## start Input

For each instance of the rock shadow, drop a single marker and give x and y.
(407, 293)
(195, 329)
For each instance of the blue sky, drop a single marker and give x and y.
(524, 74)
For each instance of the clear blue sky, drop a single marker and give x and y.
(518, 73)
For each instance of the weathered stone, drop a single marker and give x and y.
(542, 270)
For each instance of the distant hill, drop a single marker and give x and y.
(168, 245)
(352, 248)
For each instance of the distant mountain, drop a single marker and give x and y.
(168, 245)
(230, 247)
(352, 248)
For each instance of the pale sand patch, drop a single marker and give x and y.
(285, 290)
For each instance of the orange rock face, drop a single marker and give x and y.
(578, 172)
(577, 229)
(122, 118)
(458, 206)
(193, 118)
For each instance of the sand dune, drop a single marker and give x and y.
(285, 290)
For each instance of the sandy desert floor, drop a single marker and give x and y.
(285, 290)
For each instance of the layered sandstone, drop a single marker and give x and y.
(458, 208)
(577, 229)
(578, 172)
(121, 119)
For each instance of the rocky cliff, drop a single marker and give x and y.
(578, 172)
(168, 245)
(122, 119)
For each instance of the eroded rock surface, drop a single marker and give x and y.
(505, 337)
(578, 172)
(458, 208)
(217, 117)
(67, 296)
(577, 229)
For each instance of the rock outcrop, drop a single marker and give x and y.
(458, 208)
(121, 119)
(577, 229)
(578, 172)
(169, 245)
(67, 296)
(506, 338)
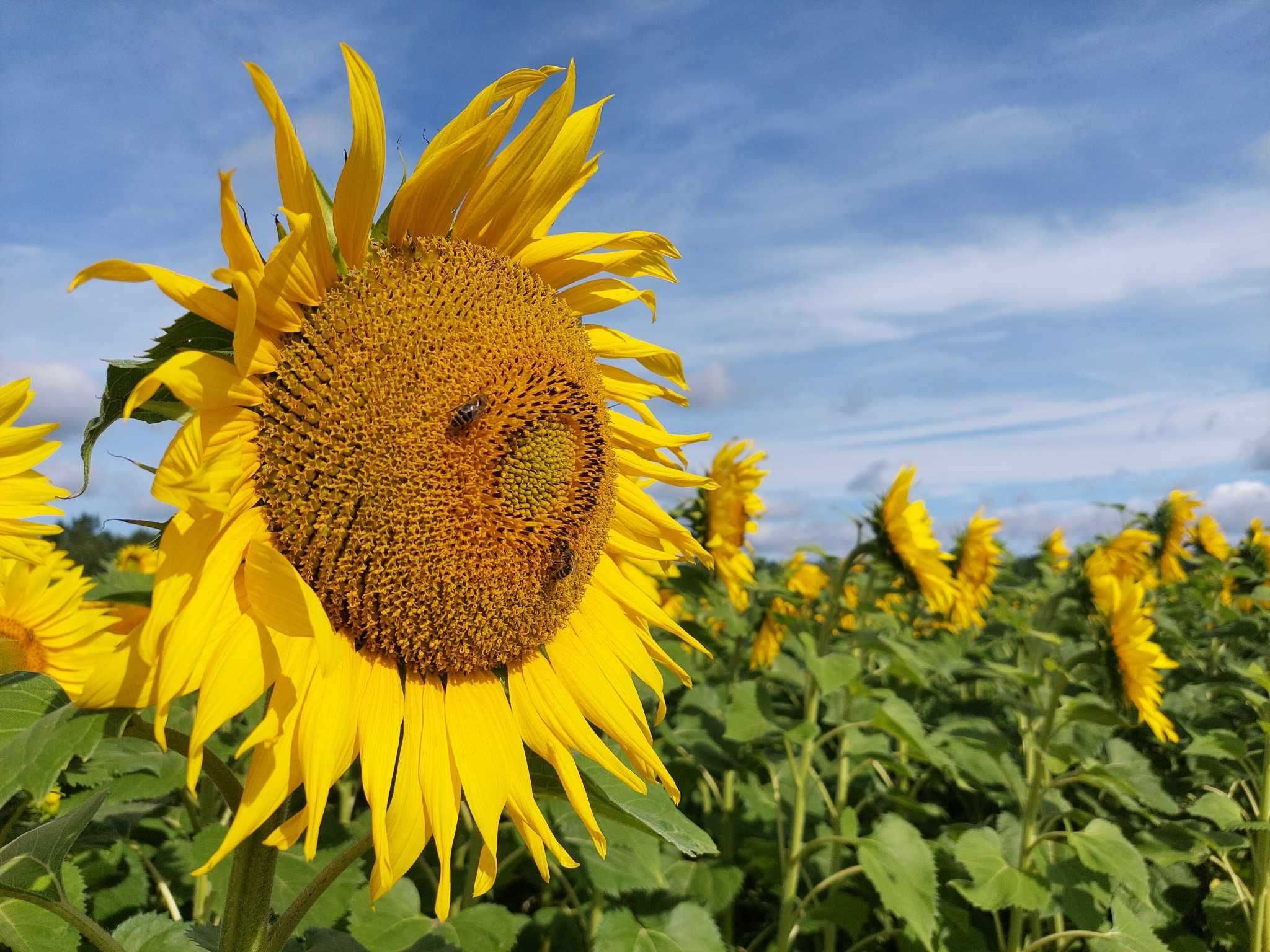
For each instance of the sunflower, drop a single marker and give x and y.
(1126, 558)
(23, 491)
(1140, 659)
(138, 559)
(406, 500)
(46, 626)
(807, 579)
(1055, 551)
(978, 563)
(730, 511)
(770, 638)
(1207, 537)
(904, 531)
(1173, 518)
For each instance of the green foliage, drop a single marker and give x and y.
(886, 781)
(86, 540)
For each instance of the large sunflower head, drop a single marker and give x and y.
(978, 560)
(907, 541)
(406, 501)
(1127, 558)
(1170, 522)
(1140, 660)
(23, 491)
(1207, 536)
(730, 511)
(1055, 551)
(46, 626)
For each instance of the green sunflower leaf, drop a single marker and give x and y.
(153, 932)
(115, 586)
(33, 861)
(41, 730)
(900, 865)
(1103, 848)
(187, 333)
(996, 883)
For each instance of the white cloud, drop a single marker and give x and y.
(711, 386)
(1236, 505)
(1259, 452)
(873, 479)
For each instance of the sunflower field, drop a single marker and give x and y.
(446, 646)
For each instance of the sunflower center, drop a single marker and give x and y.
(433, 456)
(19, 649)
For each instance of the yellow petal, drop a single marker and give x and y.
(551, 179)
(426, 202)
(440, 785)
(611, 343)
(407, 823)
(557, 248)
(283, 601)
(191, 294)
(239, 671)
(235, 239)
(497, 190)
(378, 733)
(586, 175)
(603, 295)
(295, 178)
(626, 265)
(200, 381)
(287, 277)
(357, 193)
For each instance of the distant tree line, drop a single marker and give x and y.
(87, 540)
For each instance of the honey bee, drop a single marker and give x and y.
(468, 413)
(561, 564)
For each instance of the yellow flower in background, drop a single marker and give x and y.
(138, 559)
(905, 531)
(1208, 536)
(1178, 512)
(412, 466)
(732, 508)
(47, 627)
(851, 598)
(975, 570)
(1121, 603)
(807, 579)
(1259, 539)
(1054, 547)
(768, 643)
(1126, 558)
(23, 491)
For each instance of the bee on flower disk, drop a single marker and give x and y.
(468, 413)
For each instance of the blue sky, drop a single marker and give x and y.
(1023, 247)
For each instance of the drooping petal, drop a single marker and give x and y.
(440, 785)
(357, 193)
(191, 294)
(295, 178)
(200, 381)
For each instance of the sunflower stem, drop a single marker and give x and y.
(1261, 866)
(251, 891)
(301, 904)
(1036, 743)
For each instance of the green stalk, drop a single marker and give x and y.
(812, 715)
(729, 844)
(248, 897)
(794, 865)
(84, 926)
(1261, 866)
(840, 804)
(1037, 783)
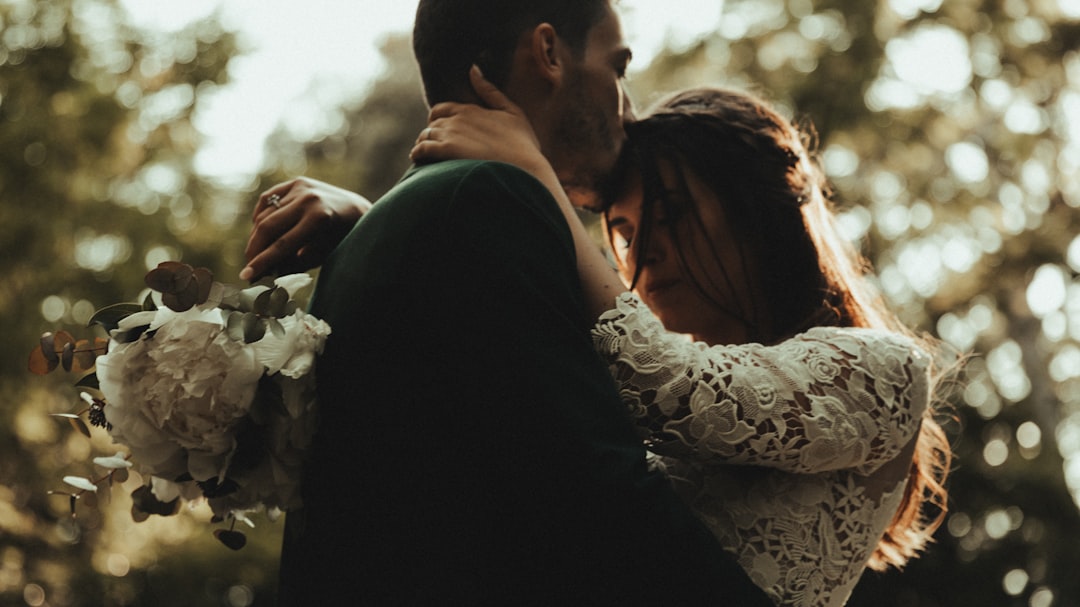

## end Input

### Task prompt
Rewrite the lines from the one containing "For each instance of the yellow flower" through the end of the records, inclusive, replacing "drooping petal" with "wilted petal" and leaving everything else unchanged. Omit the pictures from your answer.

### Result for this exercise
For each instance of the yellow flower in background, drop a single marker and give x and y.
(138, 559)
(905, 531)
(1208, 536)
(1178, 512)
(412, 466)
(732, 508)
(47, 627)
(851, 598)
(975, 570)
(1121, 603)
(807, 579)
(1259, 539)
(1054, 547)
(768, 643)
(1126, 558)
(23, 491)
For each instance of the bee on flower disk, drop a single marker and give x and y.
(468, 413)
For each instance of the blue sky, drop a single marker and give x and y.
(1023, 247)
For each instance of the wilted petal, drop a single marker and give x and y.
(440, 785)
(357, 193)
(191, 294)
(295, 178)
(200, 381)
For each instance of the sunflower stem, drop a single marker and give x and y.
(1261, 866)
(251, 891)
(301, 904)
(1036, 743)
For each instance of the green stalk, drop a single marker and give x and y.
(812, 715)
(729, 844)
(248, 897)
(794, 865)
(84, 926)
(1261, 866)
(840, 804)
(1037, 783)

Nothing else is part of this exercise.